** Opening Data under study block **
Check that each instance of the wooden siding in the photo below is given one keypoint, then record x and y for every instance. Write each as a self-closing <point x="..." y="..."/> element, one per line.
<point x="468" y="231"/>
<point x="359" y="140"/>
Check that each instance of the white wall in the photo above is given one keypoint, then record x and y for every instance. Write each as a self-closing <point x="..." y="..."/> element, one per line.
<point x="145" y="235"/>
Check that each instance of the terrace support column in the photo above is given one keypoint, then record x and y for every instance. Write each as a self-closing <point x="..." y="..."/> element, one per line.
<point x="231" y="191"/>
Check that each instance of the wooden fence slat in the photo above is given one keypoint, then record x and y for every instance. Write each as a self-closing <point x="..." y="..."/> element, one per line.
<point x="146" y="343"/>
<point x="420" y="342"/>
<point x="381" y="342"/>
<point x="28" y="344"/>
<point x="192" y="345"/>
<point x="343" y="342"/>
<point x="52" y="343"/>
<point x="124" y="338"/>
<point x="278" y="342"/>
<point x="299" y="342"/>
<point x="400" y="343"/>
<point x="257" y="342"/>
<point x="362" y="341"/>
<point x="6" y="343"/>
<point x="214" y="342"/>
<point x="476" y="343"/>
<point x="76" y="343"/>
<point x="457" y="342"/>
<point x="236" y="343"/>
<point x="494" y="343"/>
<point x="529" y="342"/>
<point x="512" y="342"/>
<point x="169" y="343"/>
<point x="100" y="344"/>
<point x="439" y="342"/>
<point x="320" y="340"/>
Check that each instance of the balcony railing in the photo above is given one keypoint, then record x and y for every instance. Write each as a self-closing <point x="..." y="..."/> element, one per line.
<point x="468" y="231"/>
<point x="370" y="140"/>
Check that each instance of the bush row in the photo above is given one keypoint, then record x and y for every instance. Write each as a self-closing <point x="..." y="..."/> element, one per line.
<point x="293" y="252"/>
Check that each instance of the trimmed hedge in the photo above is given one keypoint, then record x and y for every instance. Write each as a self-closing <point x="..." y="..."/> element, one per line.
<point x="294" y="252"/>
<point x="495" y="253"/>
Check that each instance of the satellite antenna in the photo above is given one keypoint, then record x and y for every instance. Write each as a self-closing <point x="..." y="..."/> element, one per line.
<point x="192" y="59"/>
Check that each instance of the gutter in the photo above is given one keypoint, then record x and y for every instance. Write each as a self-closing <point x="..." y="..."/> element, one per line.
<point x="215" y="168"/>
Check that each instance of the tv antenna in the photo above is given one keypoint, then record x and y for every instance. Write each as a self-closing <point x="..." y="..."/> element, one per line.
** Closing Data under study block **
Set down, exactly and completely, all of the material.

**Solution**
Check that each instance of the wooden siding in the photo below is given one keypoint, then record x and y for every instance. Write each as a self-closing <point x="..." y="..."/> element, one per line.
<point x="468" y="231"/>
<point x="359" y="140"/>
Check that each instance of the white wall in the photo above is given one keypoint, then record x and y for every instance. Write each as a self-closing <point x="..." y="..."/> element, one per line.
<point x="145" y="235"/>
Check that each instance of the terrace support column in the photo above is given one keypoint, then record x and y for every instance. Write each as a self-closing <point x="..." y="..."/> element, one per line.
<point x="231" y="191"/>
Check that each instance of the wooden fence slat in the photo above is given one keypoint, then record x and y for every instance. Write each as a self-closing <point x="..." y="..."/> element, one per line.
<point x="146" y="343"/>
<point x="420" y="342"/>
<point x="381" y="342"/>
<point x="28" y="344"/>
<point x="192" y="345"/>
<point x="343" y="342"/>
<point x="52" y="343"/>
<point x="124" y="338"/>
<point x="278" y="342"/>
<point x="299" y="342"/>
<point x="400" y="343"/>
<point x="257" y="342"/>
<point x="362" y="341"/>
<point x="6" y="343"/>
<point x="214" y="342"/>
<point x="476" y="343"/>
<point x="76" y="343"/>
<point x="457" y="342"/>
<point x="236" y="343"/>
<point x="494" y="343"/>
<point x="529" y="342"/>
<point x="512" y="342"/>
<point x="169" y="343"/>
<point x="100" y="344"/>
<point x="439" y="342"/>
<point x="320" y="340"/>
Check that each instance of the balcony railing in the photo above is given one keypoint, then record x and y for every instance. Write each as a self-closing <point x="..." y="..."/> element, one per line.
<point x="468" y="231"/>
<point x="370" y="140"/>
Check that each instance of the bush row in the photo above is given one keypoint, then record x and y for every instance. Write each as a self-closing <point x="..." y="..."/> element, one per line.
<point x="293" y="252"/>
Check that each instance of the trimmed hedge in the photo above is given one keypoint, then record x and y for every instance. Write each as a self-closing <point x="..." y="..."/> element, one per line.
<point x="294" y="252"/>
<point x="495" y="253"/>
Check that each instance of the satellite antenna in the photo above is given one keypoint, then record x and y for every instance. Write each as a self-closing <point x="..." y="..."/> element, one per line.
<point x="192" y="59"/>
Check that each instance of the gutter in the photo above is given one keypoint, then record x and y for every instance. Write each as a self-closing <point x="..." y="..."/> element, one per line.
<point x="215" y="168"/>
Check that each instance of the tv antenna in the photo above is given one keypoint, then record x and y for every instance. Write each as a self-closing <point x="..." y="..."/> element, one per line.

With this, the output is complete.